Your instructions:
Please repeat the following listing word for word, beginning at the line that contains "Q: Can you identify the bounding box of the annex" and stopping after the line that contains "[0,0,423,144]". Omit the pictures from your answer.

** start of Records shown **

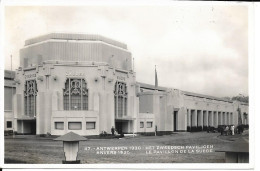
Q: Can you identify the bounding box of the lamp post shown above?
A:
[54,132,87,164]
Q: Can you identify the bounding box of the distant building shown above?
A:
[5,33,249,135]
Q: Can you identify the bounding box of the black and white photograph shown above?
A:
[1,1,254,168]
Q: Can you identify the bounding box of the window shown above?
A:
[63,78,88,110]
[140,122,144,128]
[114,81,127,118]
[6,121,12,128]
[55,122,64,130]
[86,122,96,129]
[24,80,37,117]
[68,122,82,130]
[146,122,153,128]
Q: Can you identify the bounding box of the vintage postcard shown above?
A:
[1,1,254,169]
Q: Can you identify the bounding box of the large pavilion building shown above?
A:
[4,33,249,136]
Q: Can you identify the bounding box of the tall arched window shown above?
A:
[24,80,37,117]
[63,78,88,110]
[114,81,127,118]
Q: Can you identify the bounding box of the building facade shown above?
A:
[5,33,248,136]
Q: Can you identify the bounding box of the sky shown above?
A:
[4,4,248,97]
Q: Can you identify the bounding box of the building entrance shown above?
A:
[173,111,178,132]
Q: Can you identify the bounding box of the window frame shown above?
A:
[146,121,153,128]
[68,121,82,130]
[62,77,89,111]
[114,81,128,118]
[24,79,38,117]
[140,121,144,128]
[6,121,13,128]
[86,121,96,130]
[54,121,64,130]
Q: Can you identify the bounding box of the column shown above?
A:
[197,110,203,127]
[208,111,213,126]
[214,112,218,128]
[203,111,208,127]
[227,112,230,125]
[187,109,191,127]
[218,112,222,125]
[222,112,226,125]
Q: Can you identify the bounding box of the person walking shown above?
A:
[111,126,115,135]
[231,125,235,135]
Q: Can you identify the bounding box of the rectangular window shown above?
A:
[6,121,12,128]
[68,122,82,130]
[140,122,144,128]
[146,122,153,128]
[24,80,37,117]
[86,122,96,129]
[55,122,64,130]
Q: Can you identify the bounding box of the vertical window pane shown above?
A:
[70,95,81,110]
[63,78,88,110]
[6,121,12,128]
[140,122,144,128]
[86,122,96,129]
[114,82,127,117]
[55,122,64,130]
[146,122,153,128]
[24,80,37,117]
[68,122,82,130]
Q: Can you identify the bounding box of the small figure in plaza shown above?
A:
[231,125,235,135]
[111,126,115,135]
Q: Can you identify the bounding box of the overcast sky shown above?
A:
[4,5,248,97]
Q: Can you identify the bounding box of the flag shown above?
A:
[155,65,158,89]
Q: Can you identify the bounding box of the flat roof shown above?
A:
[137,82,233,103]
[25,33,127,50]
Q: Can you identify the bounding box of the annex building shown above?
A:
[4,33,249,135]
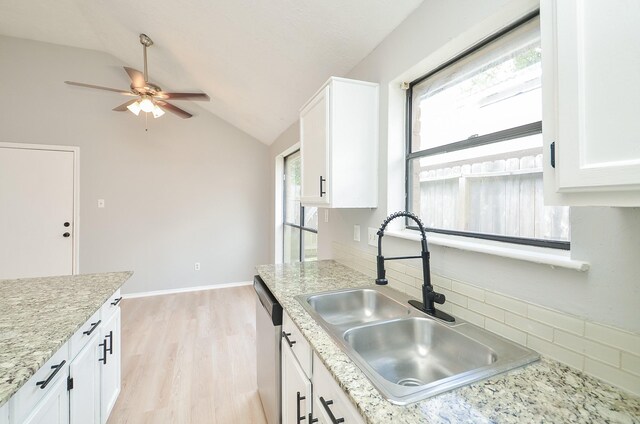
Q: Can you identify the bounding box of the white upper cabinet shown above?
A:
[540,0,640,206]
[300,77,378,208]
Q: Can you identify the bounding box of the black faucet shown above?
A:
[376,211,455,322]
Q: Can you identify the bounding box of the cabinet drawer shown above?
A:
[69,309,101,360]
[100,289,122,322]
[12,343,69,423]
[282,313,312,378]
[313,354,364,424]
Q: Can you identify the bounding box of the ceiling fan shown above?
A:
[65,34,210,119]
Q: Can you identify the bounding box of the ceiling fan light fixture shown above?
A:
[140,97,155,113]
[127,102,142,116]
[151,105,164,118]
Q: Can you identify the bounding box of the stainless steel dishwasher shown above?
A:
[253,275,282,424]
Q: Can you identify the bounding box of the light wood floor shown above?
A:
[108,286,266,424]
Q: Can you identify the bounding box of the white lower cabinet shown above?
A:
[69,332,100,424]
[98,308,121,424]
[312,353,364,424]
[282,340,311,424]
[23,373,69,424]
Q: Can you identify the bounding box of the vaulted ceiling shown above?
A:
[0,0,423,144]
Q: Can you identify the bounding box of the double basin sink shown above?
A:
[296,286,539,405]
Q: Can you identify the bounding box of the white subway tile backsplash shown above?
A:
[527,305,584,336]
[585,322,640,356]
[484,318,527,345]
[504,312,553,342]
[584,358,640,393]
[451,280,484,302]
[484,292,527,317]
[467,299,504,322]
[553,329,620,367]
[621,352,640,377]
[334,243,640,395]
[527,334,584,370]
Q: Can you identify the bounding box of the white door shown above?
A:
[100,308,121,424]
[69,332,102,424]
[0,146,75,279]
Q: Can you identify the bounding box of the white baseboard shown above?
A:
[122,281,253,299]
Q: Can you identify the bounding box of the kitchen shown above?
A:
[0,1,640,420]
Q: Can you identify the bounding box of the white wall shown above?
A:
[0,37,270,293]
[271,0,640,333]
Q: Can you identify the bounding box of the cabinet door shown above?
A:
[69,332,102,424]
[282,340,311,424]
[24,378,69,424]
[541,0,640,206]
[300,86,331,205]
[99,308,121,424]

** end of Records shown **

Response for this exercise:
Q: Can you identify the bounding box of the annex building shown above?
A:
[4,33,249,135]
Q: Can you identify the bounding box of the white upper cabinet shown above?
A:
[540,0,640,206]
[300,77,378,208]
Q: Can you identify the bounding box of the black faucet shown above?
A:
[376,211,455,322]
Q: Can you identify the bounding box of the cabinet drawer shown above?
A:
[69,309,101,360]
[100,289,122,322]
[12,343,69,423]
[282,313,312,378]
[313,354,364,424]
Q: Can you identify the bounding box of the ceiling fan shown above?
A:
[65,34,210,119]
Q: Can you identify the bounding box of the ceiling fan light fixture shown above?
A:
[140,97,155,113]
[127,102,142,116]
[151,105,164,118]
Q: Can you identify the bounding box of the stainless steel dishwasher shown above?
A:
[253,275,282,424]
Q: Can you identify the bounding box of the light wood floor shown above?
A:
[108,286,266,424]
Q: Can you identify the bounding box of the white lower cabinet shown above?
A:
[69,332,100,424]
[98,308,121,424]
[312,353,364,424]
[282,340,311,424]
[23,373,69,424]
Q: Can you identify the bounding box of the vaulted ceiling shown above?
A:
[0,0,423,144]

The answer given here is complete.